Text block ->

=== Section Start ===

Absolutely everything in the universe is made up of atoms and molecules, therefore matter and energy, the human body included. It is an accepted scientific fact that it is energy that enables us to move and to think. Beyond that, as thoughts carry intent, they generate energy. Words carry intent and they, too, generate energy. The mind is matter and matter yields energy. It is another accepted fact that any compressed energy will eventually explode.
In terms of mental health, when one’s energy is optimistic, it helps comfort others. The same applies to the pure energy that emanates from an open connection to Soul – it heals others. If one’s energy is laden, among others, with macabre thoughts and graphic images of sadistic torture picked up from regular doses of crime fiction and murder scenes, it seems evident that this energy is not likely to create any uplifting of the mind – not for the self, not for others.
Although having a collection of morbid snippets and violent images accompanied by the crying, the gagging and the rasping sounds made by the dying whose mind is filled with terror playing back in our thoughts, is not the only reason why there is so much angst and violence in our society, it goes some way to contributing to it.
The Law of Attraction works on the human psyche. Thoughts allowed to settle in the mind, and cultivated over a period of time, nourish a nucleus that, if left to grow, attracts to itself conditions that will spawn concrete outcomes of its own making.
Birds of the same feather flock together. Tarred with the same brush. Like attracts like and a number of similar sayings acknowledge something similar, that dark energy attracts dark energy and nowhere is that more obvious than in clans and groups that wreak gratuitous violence. The perpetrators run in packs. The idea that dark energy attracts dark energy is also evident among other groups who cluster in packs. Black may be their color of choice, zombie worship in one form or another might be their thing. Secret religious societies also ‘pack together’, bound by rituals, smoke and mirrors and incantations. Could it be that, although it is unsettling, even frightening, dark energy needs clusters of individuals to gain and maintain momentum?

=== Section End ===

Requirement -> Write out the entire passage on thought and energy word for word. The material after this point is separate from the passage.

Stored data:
=== Section Start ===

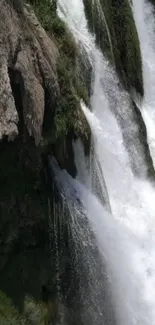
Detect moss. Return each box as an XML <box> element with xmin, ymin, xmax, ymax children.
<box><xmin>27</xmin><ymin>0</ymin><xmax>89</xmax><ymax>146</ymax></box>
<box><xmin>0</xmin><ymin>291</ymin><xmax>21</xmax><ymax>325</ymax></box>
<box><xmin>85</xmin><ymin>0</ymin><xmax>143</xmax><ymax>95</ymax></box>
<box><xmin>0</xmin><ymin>291</ymin><xmax>57</xmax><ymax>325</ymax></box>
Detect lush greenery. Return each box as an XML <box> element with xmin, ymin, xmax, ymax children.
<box><xmin>30</xmin><ymin>0</ymin><xmax>89</xmax><ymax>143</ymax></box>
<box><xmin>84</xmin><ymin>0</ymin><xmax>143</xmax><ymax>95</ymax></box>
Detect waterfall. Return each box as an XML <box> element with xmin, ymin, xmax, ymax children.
<box><xmin>132</xmin><ymin>0</ymin><xmax>155</xmax><ymax>167</ymax></box>
<box><xmin>55</xmin><ymin>0</ymin><xmax>155</xmax><ymax>325</ymax></box>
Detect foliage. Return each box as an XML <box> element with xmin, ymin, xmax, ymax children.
<box><xmin>84</xmin><ymin>0</ymin><xmax>143</xmax><ymax>95</ymax></box>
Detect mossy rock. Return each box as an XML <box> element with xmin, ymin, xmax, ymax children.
<box><xmin>84</xmin><ymin>0</ymin><xmax>144</xmax><ymax>95</ymax></box>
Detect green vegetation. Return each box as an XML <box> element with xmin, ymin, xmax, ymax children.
<box><xmin>0</xmin><ymin>291</ymin><xmax>53</xmax><ymax>325</ymax></box>
<box><xmin>84</xmin><ymin>0</ymin><xmax>143</xmax><ymax>95</ymax></box>
<box><xmin>30</xmin><ymin>0</ymin><xmax>89</xmax><ymax>144</ymax></box>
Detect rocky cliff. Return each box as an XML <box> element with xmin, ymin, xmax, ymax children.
<box><xmin>0</xmin><ymin>0</ymin><xmax>90</xmax><ymax>325</ymax></box>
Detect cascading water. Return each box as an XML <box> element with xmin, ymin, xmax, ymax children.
<box><xmin>56</xmin><ymin>0</ymin><xmax>155</xmax><ymax>325</ymax></box>
<box><xmin>132</xmin><ymin>0</ymin><xmax>155</xmax><ymax>166</ymax></box>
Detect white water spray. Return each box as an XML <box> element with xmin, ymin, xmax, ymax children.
<box><xmin>59</xmin><ymin>0</ymin><xmax>155</xmax><ymax>325</ymax></box>
<box><xmin>132</xmin><ymin>0</ymin><xmax>155</xmax><ymax>167</ymax></box>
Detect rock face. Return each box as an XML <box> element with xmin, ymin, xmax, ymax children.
<box><xmin>0</xmin><ymin>0</ymin><xmax>59</xmax><ymax>144</ymax></box>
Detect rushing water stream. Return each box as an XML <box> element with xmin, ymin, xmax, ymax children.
<box><xmin>133</xmin><ymin>0</ymin><xmax>155</xmax><ymax>166</ymax></box>
<box><xmin>52</xmin><ymin>0</ymin><xmax>155</xmax><ymax>325</ymax></box>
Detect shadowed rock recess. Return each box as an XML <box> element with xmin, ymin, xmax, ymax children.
<box><xmin>0</xmin><ymin>0</ymin><xmax>154</xmax><ymax>325</ymax></box>
<box><xmin>0</xmin><ymin>0</ymin><xmax>90</xmax><ymax>325</ymax></box>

=== Section End ===

Result ->
Absolutely everything in the universe is made up of atoms and molecules, therefore matter and energy, the human body included. It is an accepted scientific fact that it is energy that enables us to move and to think. Beyond that, as thoughts carry intent, they generate energy. Words carry intent and they, too, generate energy. The mind is matter and matter yields energy. It is another accepted fact that any compressed energy will eventually explode.
In terms of mental health, when one’s energy is optimistic, it helps comfort others. The same applies to the pure energy that emanates from an open connection to Soul – it heals others. If one’s energy is laden, among others, with macabre thoughts and graphic images of sadistic torture picked up from regular doses of crime fiction and murder scenes, it seems evident that this energy is not likely to create any uplifting of the mind – not for the self, not for others.
Although having a collection of morbid snippets and violent images accompanied by the crying, the gagging and the rasping sounds made by the dying whose mind is filled with terror playing back in our thoughts, is not the only reason why there is so much angst and violence in our society, it goes some way to contributing to it.
The Law of Attraction works on the human psyche. Thoughts allowed to settle in the mind, and cultivated over a period of time, nourish a nucleus that, if left to grow, attracts to itself conditions that will spawn concrete outcomes of its own making.
Birds of the same feather flock together. Tarred with the same brush. Like attracts like and a number of similar sayings acknowledge something similar, that dark energy attracts dark energy and nowhere is that more obvious than in clans and groups that wreak gratuitous violence. The perpetrators run in packs. The idea that dark energy attracts dark energy is also evident among other groups who cluster in packs. Black may be their color of choice, zombie worship in one form or another might be their thing. Secret religious societies also ‘pack together’, bound by rituals, smoke and mirrors and incantations. Could it be that, although it is unsettling, even frightening, dark energy needs clusters of individuals to gain and maintain momentum?